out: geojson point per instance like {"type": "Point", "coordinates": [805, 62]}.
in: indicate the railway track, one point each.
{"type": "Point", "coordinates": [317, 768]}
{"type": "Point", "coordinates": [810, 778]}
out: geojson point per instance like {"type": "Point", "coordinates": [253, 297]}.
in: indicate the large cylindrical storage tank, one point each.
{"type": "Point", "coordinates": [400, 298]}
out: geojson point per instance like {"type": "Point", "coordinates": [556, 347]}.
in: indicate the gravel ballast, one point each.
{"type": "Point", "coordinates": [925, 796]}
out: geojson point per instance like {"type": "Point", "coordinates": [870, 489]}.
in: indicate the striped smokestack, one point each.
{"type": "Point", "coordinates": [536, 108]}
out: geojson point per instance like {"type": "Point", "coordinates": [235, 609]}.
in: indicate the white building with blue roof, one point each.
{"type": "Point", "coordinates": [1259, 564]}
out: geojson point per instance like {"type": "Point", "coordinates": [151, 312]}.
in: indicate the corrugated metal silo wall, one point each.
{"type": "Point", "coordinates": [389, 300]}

What the exercise asks: Count every line of the material above that holds the string "geojson", then state only the total.

Response to this exercise: 6